_About this exercise_
These records need to be repeated exactly, every one of them.

Segment Start: Given records

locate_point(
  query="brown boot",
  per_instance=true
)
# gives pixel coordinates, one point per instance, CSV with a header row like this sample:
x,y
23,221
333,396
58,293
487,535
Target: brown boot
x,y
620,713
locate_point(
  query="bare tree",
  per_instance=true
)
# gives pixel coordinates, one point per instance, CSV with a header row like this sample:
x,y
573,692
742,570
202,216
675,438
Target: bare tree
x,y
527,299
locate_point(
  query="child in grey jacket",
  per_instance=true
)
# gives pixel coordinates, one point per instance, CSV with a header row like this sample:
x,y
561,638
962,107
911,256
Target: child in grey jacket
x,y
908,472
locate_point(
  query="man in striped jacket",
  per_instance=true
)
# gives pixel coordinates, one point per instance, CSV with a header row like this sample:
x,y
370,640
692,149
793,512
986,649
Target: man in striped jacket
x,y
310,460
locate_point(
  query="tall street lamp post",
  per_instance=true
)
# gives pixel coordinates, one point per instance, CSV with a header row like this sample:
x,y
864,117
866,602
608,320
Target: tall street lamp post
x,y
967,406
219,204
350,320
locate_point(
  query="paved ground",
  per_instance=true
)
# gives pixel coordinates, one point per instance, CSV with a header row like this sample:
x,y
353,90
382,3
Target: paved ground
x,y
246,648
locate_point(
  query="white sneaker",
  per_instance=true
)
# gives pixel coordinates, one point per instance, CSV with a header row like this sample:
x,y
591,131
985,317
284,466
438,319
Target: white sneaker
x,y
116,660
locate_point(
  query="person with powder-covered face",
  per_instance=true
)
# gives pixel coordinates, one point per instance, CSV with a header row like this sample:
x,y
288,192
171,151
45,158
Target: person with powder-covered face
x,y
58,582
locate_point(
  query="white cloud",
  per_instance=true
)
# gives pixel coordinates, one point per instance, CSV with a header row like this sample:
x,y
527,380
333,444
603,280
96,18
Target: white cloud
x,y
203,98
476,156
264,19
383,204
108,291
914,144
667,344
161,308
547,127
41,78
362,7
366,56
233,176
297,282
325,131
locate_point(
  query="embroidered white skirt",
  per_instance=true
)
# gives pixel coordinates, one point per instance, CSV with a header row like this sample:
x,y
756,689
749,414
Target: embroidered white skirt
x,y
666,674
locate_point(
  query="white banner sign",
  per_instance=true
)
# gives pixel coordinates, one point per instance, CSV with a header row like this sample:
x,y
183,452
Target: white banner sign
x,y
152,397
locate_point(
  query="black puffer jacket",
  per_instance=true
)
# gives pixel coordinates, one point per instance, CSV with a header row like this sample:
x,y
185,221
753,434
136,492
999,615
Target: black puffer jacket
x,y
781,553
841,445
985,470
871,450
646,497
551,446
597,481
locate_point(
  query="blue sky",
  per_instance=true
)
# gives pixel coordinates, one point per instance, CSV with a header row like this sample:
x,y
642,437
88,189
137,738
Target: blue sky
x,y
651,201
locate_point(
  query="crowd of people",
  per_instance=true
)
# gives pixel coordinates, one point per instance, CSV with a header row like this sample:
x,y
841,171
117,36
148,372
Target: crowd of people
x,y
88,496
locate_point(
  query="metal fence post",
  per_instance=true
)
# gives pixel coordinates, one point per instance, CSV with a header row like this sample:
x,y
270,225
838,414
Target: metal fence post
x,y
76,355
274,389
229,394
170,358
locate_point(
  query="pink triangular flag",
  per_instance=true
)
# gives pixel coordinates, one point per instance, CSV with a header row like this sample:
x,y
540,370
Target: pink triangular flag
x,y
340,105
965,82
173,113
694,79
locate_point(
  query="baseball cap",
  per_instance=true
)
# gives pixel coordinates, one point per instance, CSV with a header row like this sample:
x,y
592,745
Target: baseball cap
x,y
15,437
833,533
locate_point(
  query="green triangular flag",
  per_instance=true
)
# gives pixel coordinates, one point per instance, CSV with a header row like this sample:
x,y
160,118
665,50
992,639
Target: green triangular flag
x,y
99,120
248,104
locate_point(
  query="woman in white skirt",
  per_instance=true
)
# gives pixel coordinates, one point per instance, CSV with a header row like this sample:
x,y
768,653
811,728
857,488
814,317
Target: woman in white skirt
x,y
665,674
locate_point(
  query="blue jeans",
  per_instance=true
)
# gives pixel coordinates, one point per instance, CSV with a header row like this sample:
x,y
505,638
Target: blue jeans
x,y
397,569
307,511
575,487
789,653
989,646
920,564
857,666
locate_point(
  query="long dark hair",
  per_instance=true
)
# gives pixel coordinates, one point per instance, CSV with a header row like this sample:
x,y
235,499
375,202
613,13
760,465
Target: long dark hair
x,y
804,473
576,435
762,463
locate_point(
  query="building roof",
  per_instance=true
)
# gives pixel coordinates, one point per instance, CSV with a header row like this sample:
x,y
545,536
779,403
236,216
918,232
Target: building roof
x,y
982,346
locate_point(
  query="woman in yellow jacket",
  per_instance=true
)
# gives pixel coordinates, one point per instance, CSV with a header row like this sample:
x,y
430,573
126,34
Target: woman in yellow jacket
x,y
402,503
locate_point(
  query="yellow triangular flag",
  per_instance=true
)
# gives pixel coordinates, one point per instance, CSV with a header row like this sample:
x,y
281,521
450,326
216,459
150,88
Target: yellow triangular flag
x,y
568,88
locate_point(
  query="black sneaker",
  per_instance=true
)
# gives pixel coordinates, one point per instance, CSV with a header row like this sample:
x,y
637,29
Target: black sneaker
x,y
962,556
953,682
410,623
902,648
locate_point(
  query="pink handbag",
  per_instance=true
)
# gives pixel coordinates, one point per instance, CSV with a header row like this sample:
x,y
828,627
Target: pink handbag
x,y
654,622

Segment End: Given records

_Answer space_
locate_point(
  query="brown boot",
  per_instance=true
)
# gives pixel coordinates, one point per instance, CSV with a header row like this sample:
x,y
23,221
333,396
58,293
487,535
Target: brown boot
x,y
620,713
locate_point(
  query="bare tree",
  per_instance=true
)
# gives pixel coordinates, one point per instance, CSV with a header row like this sample:
x,y
573,692
742,570
202,216
675,438
Target: bare tree
x,y
527,299
locate_point(
  query="child in grey jacket",
  per_instance=true
)
# gives pixel coordinates, one point per instance, CSV with a header row like this sample:
x,y
561,638
962,107
911,256
Target: child in grey jacket
x,y
908,472
locate_point(
  query="man in striped jacket",
  per_instance=true
)
# gives pixel coordinates, one point per instance, CSV with a header row like this sample:
x,y
370,640
692,149
793,512
986,649
Target: man in striped jacket
x,y
310,460
locate_point(
  query="tall street lamp post",
  per_instance=true
)
# gives pixel coordinates, one point per instance, CSV with a header row like this sample:
x,y
864,117
866,602
608,320
Target: tall street lamp post
x,y
967,406
219,204
350,320
locate_point(
  query="paved ground",
  per_instance=true
)
# gives pixel coordinates, one point per instance, CSV with a header row like this sample:
x,y
353,90
382,3
Target: paved ground
x,y
246,648
locate_point(
  query="white sneaker",
  per_instance=true
)
# gives pixel coordinates, one point per instance, CSV with a header row like this sample:
x,y
591,131
985,317
284,466
438,319
Target: white sneaker
x,y
116,660
locate_point(
  query="person with powder-covered face",
  per_instance=true
)
# gives pixel coordinates, one point per instance, CSV with a header row like this sample:
x,y
288,192
171,151
45,158
Target: person with powder-covered face
x,y
58,582
locate_point(
  query="white cloud",
  per_instance=true
)
# gives pixel coordinates, one point per instance, CSV with a header row like this sample:
x,y
527,380
333,444
603,280
96,18
Target: white cloud
x,y
203,98
476,156
264,19
383,204
108,291
914,144
667,344
161,308
547,127
41,78
362,7
366,56
233,176
297,282
325,131
locate_point(
  query="embroidered white skirt",
  per_instance=true
)
# gives pixel coordinates, one point per instance, CSV with a header row like this sample:
x,y
756,689
749,414
Target: embroidered white skirt
x,y
666,674
locate_point(
  query="white banner sign",
  per_instance=true
)
# gives pixel coordinates, one point per instance, CSV with a header row like this sample:
x,y
183,452
Target: white banner sign
x,y
152,397
locate_point(
  query="black puffer jacket",
  per_instance=true
)
# gives pixel coordinates, one point per instance, CSV with a header row like this sample:
x,y
185,221
753,434
136,492
999,615
Target: black puffer jacket
x,y
781,553
841,445
985,470
871,450
646,497
551,446
597,481
locate_point(
  query="blue sky",
  per_instance=true
)
# gives pixel coordinates, one point per instance, CSV with a header row like this sample:
x,y
642,437
88,189
137,738
Target: blue sky
x,y
651,201
locate_point(
  query="crowd of people",
  per_instance=true
)
# gives pixel coordinates, one point per instance, CSV with a header row like this sample:
x,y
841,171
117,36
148,372
Target: crowd of people
x,y
88,496
locate_point(
  query="metal fence post",
  per_instance=true
)
# gives pixel coordinates, one point per instance, CSV with a header row like this sample:
x,y
270,225
838,414
Target: metal fence post
x,y
76,355
274,389
229,394
170,358
locate_point(
  query="pink triangular flag",
  per_instance=true
)
# gives pixel coordinates, one point per instance, CSV with a header row like this sample:
x,y
540,370
Target: pink triangular flag
x,y
340,105
965,82
173,113
694,79
locate_point(
  query="baseball cap",
  per_instance=true
)
# gives pixel coordinates, one point per instance, CSV with a header row like this sample:
x,y
592,745
Target: baseball cap
x,y
15,437
833,533
locate_point(
  query="green triangular flag",
  per_instance=true
)
# gives pixel coordinates, one point per instance, CSV with a header row like this sample:
x,y
160,118
665,50
992,639
Target: green triangular flag
x,y
99,120
248,104
locate_point(
  query="woman in white skirt",
  per_instance=true
)
# gives pixel coordinates, one point per instance, CSV with a header row like this sample:
x,y
768,653
811,728
857,488
814,317
Target: woman in white skirt
x,y
665,674
locate_point(
  query="blue jeans",
  per_instance=true
)
# gives pixel coordinates, one point per instance, CSV with a header row like this sample:
x,y
505,638
Target: blue jeans
x,y
397,569
307,511
575,487
789,653
989,646
920,564
857,666
locate_point(
  query="long dark hair",
  per_instance=true
)
# gives pixel coordinates, one point per instance, CSV with a header row like this sample:
x,y
235,499
375,202
613,13
760,465
Target: long dark hair
x,y
804,473
576,435
762,463
locate_point(
  query="building roof",
  per_instance=true
)
# gives pixel coordinates, one point per instance, CSV with a header row like this sample:
x,y
545,536
779,403
236,216
918,232
Target: building roof
x,y
982,346
locate_point(
  query="woman in yellow jacket",
  per_instance=true
)
# gives pixel coordinates, one point per instance, CSV with a header row like this sample:
x,y
430,573
126,34
Target: woman in yellow jacket
x,y
402,503
locate_point(
  query="yellow triangular flag",
  per_instance=true
)
# gives pixel coordinates, one point per instance, CSV with a header row like this sample:
x,y
281,521
450,326
216,459
150,88
Target: yellow triangular flag
x,y
568,88
locate_point(
  query="black sneaker",
  per_instance=true
)
# gives pixel coordinates, one point per instance, CSV with a header row like this sample:
x,y
637,29
Target: black sneaker
x,y
962,556
953,682
410,623
902,648
locate_point(
  query="pink handbag",
  per_instance=true
)
# gives pixel coordinates, one point per instance, CSV with a header row like this sample:
x,y
828,627
Target: pink handbag
x,y
654,622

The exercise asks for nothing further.